Directions for this task> Each record beneath this line should be returned exactly as it is.

Task data>
━━━━━━━━━━
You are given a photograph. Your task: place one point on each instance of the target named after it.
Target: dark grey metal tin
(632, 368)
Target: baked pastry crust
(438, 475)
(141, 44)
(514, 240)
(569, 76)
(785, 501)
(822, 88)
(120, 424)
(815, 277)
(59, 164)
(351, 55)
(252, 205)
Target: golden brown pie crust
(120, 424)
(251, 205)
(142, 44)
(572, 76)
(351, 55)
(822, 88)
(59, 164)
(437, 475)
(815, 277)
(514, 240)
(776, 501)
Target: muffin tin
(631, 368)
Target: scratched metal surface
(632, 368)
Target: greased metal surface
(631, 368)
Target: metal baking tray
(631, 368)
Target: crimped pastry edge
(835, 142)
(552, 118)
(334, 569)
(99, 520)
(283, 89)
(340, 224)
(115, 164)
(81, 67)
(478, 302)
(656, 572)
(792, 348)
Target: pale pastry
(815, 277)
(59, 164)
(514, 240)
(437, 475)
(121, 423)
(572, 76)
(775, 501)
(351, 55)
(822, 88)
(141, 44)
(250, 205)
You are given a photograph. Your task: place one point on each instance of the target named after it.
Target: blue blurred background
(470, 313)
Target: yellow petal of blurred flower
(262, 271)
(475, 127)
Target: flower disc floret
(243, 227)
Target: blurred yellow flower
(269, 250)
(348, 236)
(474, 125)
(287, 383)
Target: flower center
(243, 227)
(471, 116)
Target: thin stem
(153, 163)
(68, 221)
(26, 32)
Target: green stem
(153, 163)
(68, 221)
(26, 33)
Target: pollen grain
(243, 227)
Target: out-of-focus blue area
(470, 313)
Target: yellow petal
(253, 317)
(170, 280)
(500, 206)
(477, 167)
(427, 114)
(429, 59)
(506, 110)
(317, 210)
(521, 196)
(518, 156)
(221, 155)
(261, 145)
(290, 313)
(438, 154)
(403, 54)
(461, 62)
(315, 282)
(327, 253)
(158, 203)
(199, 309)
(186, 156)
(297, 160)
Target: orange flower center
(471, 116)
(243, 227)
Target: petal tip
━━━━━━━━━━
Response area>
You are given a photograph. Your task: place one point on each instance of the target named after it.
Target: dark grey metal tin
(632, 368)
Target: baked pastry crust
(438, 475)
(141, 44)
(514, 240)
(569, 76)
(785, 501)
(822, 88)
(120, 424)
(815, 277)
(59, 164)
(351, 55)
(252, 205)
Target: golden brown pie crust
(120, 424)
(251, 205)
(142, 44)
(572, 76)
(351, 55)
(822, 88)
(59, 164)
(437, 475)
(815, 277)
(514, 240)
(776, 501)
Target: muffin tin
(631, 368)
Target: scratched metal surface
(632, 368)
Target: greased metal surface
(631, 368)
Target: metal baking tray
(631, 368)
Target: crimped pastry edge
(835, 142)
(552, 118)
(334, 569)
(99, 520)
(283, 89)
(340, 224)
(115, 164)
(81, 67)
(478, 302)
(656, 572)
(792, 348)
Target: pale pastry
(815, 277)
(59, 164)
(514, 240)
(437, 475)
(121, 423)
(572, 76)
(775, 501)
(351, 55)
(822, 88)
(141, 44)
(250, 205)
You are given a photograph. Your task: place one point on each instance of the target named after it.
Target: blue blurred background
(470, 313)
Target: yellow petal of blurred flower
(262, 271)
(475, 127)
Target: flower disc floret
(243, 227)
Target: blurred yellow flower
(269, 250)
(348, 236)
(474, 125)
(287, 383)
Target: flower center
(243, 227)
(471, 116)
Target: thin stem
(153, 163)
(68, 221)
(26, 32)
Target: green stem
(153, 163)
(68, 221)
(26, 33)
Target: pollen grain
(243, 227)
Target: out-of-focus blue area
(470, 313)
Target: yellow petal
(253, 317)
(170, 280)
(500, 206)
(477, 167)
(427, 114)
(429, 59)
(506, 110)
(317, 210)
(521, 196)
(518, 156)
(221, 155)
(261, 145)
(290, 313)
(438, 154)
(403, 54)
(461, 62)
(315, 282)
(327, 253)
(158, 203)
(199, 309)
(186, 156)
(297, 160)
Target: orange flower center
(471, 116)
(243, 227)
Target: petal tip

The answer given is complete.